WHAT IS BEING ASKED:
When a line in the records includes the string "blue", it goes into the tally; report that tally alone.

(Stored data)
◆ ◆ ◆

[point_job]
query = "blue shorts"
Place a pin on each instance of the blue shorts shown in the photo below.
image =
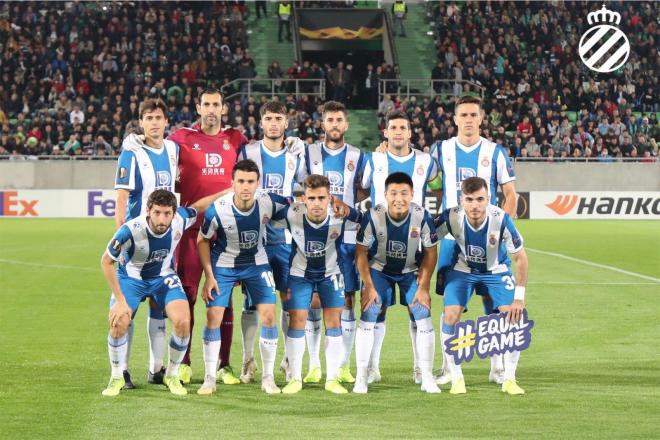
(258, 280)
(163, 290)
(385, 284)
(348, 267)
(459, 287)
(444, 265)
(330, 289)
(279, 260)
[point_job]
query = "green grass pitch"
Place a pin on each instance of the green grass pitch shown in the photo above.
(592, 371)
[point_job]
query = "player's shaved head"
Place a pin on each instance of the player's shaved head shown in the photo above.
(398, 178)
(246, 165)
(472, 185)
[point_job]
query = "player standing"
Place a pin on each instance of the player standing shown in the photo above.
(400, 157)
(144, 248)
(340, 163)
(467, 155)
(142, 168)
(484, 234)
(207, 156)
(281, 170)
(387, 246)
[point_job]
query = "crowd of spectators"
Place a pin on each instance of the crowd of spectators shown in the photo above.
(540, 100)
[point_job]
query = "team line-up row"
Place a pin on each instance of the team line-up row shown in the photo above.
(253, 232)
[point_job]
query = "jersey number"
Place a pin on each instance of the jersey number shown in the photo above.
(337, 281)
(510, 282)
(268, 278)
(172, 282)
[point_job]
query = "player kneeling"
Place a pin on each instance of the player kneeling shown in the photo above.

◆ ◆ ◆

RESPONSE TO THE TASK:
2